┌──
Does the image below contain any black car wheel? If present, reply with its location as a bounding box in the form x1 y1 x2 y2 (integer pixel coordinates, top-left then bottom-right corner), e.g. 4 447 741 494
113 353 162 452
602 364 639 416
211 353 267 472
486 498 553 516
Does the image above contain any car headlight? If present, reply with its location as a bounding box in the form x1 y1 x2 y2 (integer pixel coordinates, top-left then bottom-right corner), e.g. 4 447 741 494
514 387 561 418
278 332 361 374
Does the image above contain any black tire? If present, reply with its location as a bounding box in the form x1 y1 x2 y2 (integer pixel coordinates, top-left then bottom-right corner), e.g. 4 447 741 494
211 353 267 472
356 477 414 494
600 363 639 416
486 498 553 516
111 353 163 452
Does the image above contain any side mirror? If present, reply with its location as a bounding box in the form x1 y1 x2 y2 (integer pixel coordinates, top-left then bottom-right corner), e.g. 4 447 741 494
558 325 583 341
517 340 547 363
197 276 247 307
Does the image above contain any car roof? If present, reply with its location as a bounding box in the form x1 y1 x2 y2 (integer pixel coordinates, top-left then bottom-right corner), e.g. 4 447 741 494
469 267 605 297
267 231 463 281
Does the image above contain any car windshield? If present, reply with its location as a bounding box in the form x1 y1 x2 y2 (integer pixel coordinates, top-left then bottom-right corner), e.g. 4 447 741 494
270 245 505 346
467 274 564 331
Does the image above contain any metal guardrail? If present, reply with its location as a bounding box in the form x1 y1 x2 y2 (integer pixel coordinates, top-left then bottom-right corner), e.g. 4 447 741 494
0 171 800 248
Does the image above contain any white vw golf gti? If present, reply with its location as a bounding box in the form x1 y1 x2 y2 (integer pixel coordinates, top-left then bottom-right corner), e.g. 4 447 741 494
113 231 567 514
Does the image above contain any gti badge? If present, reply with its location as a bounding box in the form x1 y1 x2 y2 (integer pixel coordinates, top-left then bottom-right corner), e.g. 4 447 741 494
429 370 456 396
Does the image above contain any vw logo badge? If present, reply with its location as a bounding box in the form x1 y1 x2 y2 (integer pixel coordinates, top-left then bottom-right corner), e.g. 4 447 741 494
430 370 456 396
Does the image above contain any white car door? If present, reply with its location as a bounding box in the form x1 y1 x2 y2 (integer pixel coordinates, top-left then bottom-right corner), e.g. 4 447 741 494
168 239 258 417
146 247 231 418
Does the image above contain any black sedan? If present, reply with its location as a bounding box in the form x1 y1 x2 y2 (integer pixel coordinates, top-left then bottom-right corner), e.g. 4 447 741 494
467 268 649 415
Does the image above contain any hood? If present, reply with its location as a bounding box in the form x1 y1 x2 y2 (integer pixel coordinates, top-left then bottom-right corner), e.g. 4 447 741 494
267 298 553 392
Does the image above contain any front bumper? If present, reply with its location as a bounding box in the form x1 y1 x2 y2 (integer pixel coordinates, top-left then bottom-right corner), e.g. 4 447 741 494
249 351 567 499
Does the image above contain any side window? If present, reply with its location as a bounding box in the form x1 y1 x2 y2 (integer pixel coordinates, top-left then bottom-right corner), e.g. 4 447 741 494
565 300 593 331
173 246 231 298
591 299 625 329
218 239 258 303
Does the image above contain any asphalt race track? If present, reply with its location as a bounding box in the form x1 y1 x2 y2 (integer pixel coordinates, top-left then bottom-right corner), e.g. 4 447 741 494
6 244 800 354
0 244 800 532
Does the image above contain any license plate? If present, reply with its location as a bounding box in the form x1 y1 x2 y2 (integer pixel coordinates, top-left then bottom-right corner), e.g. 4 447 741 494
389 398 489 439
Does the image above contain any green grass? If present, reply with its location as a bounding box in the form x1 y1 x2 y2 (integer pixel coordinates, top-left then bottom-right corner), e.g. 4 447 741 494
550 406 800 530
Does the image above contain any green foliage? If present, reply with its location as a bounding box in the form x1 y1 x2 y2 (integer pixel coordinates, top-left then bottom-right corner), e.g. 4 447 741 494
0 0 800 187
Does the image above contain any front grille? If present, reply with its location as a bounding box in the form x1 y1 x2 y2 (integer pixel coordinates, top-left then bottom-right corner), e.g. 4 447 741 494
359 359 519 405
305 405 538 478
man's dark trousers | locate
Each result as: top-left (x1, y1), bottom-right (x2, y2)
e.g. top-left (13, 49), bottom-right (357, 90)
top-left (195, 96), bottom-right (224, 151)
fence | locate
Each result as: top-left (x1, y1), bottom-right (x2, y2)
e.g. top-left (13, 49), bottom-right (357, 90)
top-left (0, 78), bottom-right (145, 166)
└──
Problem:
Lay out the listing above as a two-column CSV with the header row request,answer and one row per request. Put each request's text and its answer in a single quoted field, replacing any line breaks with spaces.

Task response:
request,answer
"Does the image below contain any black car wheel? If present, reply with its location as a bounding box in the form x1 y1 x2 y2 (integer pixel coordinates, top-left then bottom-right corner), e.g. 4 447 741 494","113 353 162 452 602 364 639 416 211 353 267 472 486 498 553 516"
"Does the image above contain any car headlight? If present, reply with its location as a bounding box in the form x1 y1 x2 y2 (integer pixel coordinates, top-left then bottom-right corner), e.g. 4 447 741 494","514 387 561 418 278 332 361 374"
"Does the image above contain any black tire? If present, reply with its location as a bounding box in the form x1 y1 x2 y2 (integer pixel coordinates, top-left then bottom-right corner), e.g. 4 447 741 494","211 353 267 472 356 477 414 494 600 363 639 416 486 498 553 516 111 353 163 452"
"Does the image above contain any side mirror? If present, reply with its location as a bounding box in the form x1 y1 x2 y2 (integer pixel coordinates, top-left then bottom-right corner), e.g. 4 447 741 494","558 325 583 341 517 340 547 363 197 276 247 307"
"Does the image above contain any car roof? If present, reply with its location as a bounding box in the form x1 y1 x2 y2 (integer pixel coordinates, top-left then bottom-right corner), e.g. 4 447 741 494","469 267 605 297 267 231 463 281"
"Does the image above contain any car windshield? If present, reply with its location as a bounding box in the form x1 y1 x2 y2 (integer pixel coordinates, top-left then bottom-right corner), e.g. 4 447 741 494","270 245 505 346 467 274 564 331"
"Does the image above contain any metal guardrail? If present, reply with its location as a bounding box in the form x1 y1 x2 y2 (integer pixel coordinates, top-left then bottom-right corner), e.g. 4 447 741 494","0 171 800 248"
"Does the image above contain any white vw golf gti? If present, reply with its location as a bounding box in the form x1 y1 x2 y2 (integer pixel coordinates, top-left then bottom-right corner), e.g. 4 447 741 494","113 231 567 514"
"Does the image above contain any gti badge? If present, reply with its location as a bounding box in the form x1 y1 x2 y2 (integer pixel coordinates, top-left then bottom-right corner), e.g. 4 447 741 494","429 370 456 396"
"Does the image above contain any vw logo badge? If present, reply with its location as a bounding box in the form x1 y1 x2 y2 (integer pixel coordinates, top-left then bottom-right corner), e.g. 4 447 741 494","430 370 456 396"
"Does the image above contain any white car door? If present, reply with its location as a bounding box in the form x1 y1 x2 y2 (integer pixel coordinates, top-left then bottom-right corner), e.g. 4 447 741 494","168 239 258 417 146 247 231 418"
"Does the image above contain any black sedan? If present, reply with its location as a bounding box in the form x1 y1 x2 y2 (integer pixel coordinates, top-left then bottom-right corner), e.g. 4 447 741 494","467 268 649 415"
"Does the image above contain any hood? If present, reply with its location as a bounding box in the form x1 y1 x2 y2 (integer pixel coordinates, top-left then bottom-right corner), e.g. 4 447 741 494","267 298 553 392"
"Does the image above contain any front bumper? If present, reply with its location as a bounding box in the form x1 y1 x2 y2 (integer pixel coordinates, top-left then bottom-right corner), e.g. 4 447 741 494","249 351 567 499"
"Does the image above contain any side window? If present, reply with its location as a bounding box in the form x1 y1 x2 y2 (integer pixel coordinates, top-left then bottom-right corner), e.g. 4 447 741 494","565 300 593 331 173 246 231 298 591 299 625 329 218 239 258 303"
"Does the image above contain any asphalt race track? If present, reply with its location as a bounding box in the form x1 y1 x2 y2 (integer pixel coordinates, top-left then bottom-right corner), e.g. 4 447 741 494","6 244 800 354 0 244 800 532"
"Does the image above contain any license plate? If present, reply with its location as a bounding box in the form x1 y1 x2 y2 (integer pixel coordinates, top-left then bottom-right corner), e.g. 4 447 741 494","389 398 489 439"
"Does the image above contain any green grass? If present, reply with its location as a bounding box in the form x1 y1 x2 y2 (integer pixel coordinates, top-left then bottom-right corner), e.g. 4 447 741 494","550 406 800 530"
"Does the image above contain any green foliage? If present, reply with its location as a bounding box in the form x1 y1 x2 y2 (integer pixel coordinates, top-left then bottom-right corner), e.g. 4 447 741 494","0 0 800 187"
"Does the image above contain any front grille? If present, reply with its location as a bounding box in the form x1 y1 x2 y2 (integer pixel coordinates, top-left then bottom-right corner), e.g. 4 447 741 494","359 359 519 405 305 405 538 478"
"man's dark trousers | locate Each result as: top-left (x1, y1), bottom-right (x2, y2) e.g. top-left (13, 49), bottom-right (357, 90)","top-left (195, 96), bottom-right (224, 151)"
"fence | locate Each result as: top-left (x1, y1), bottom-right (x2, y2) e.g. top-left (13, 49), bottom-right (357, 90)","top-left (0, 78), bottom-right (145, 166)"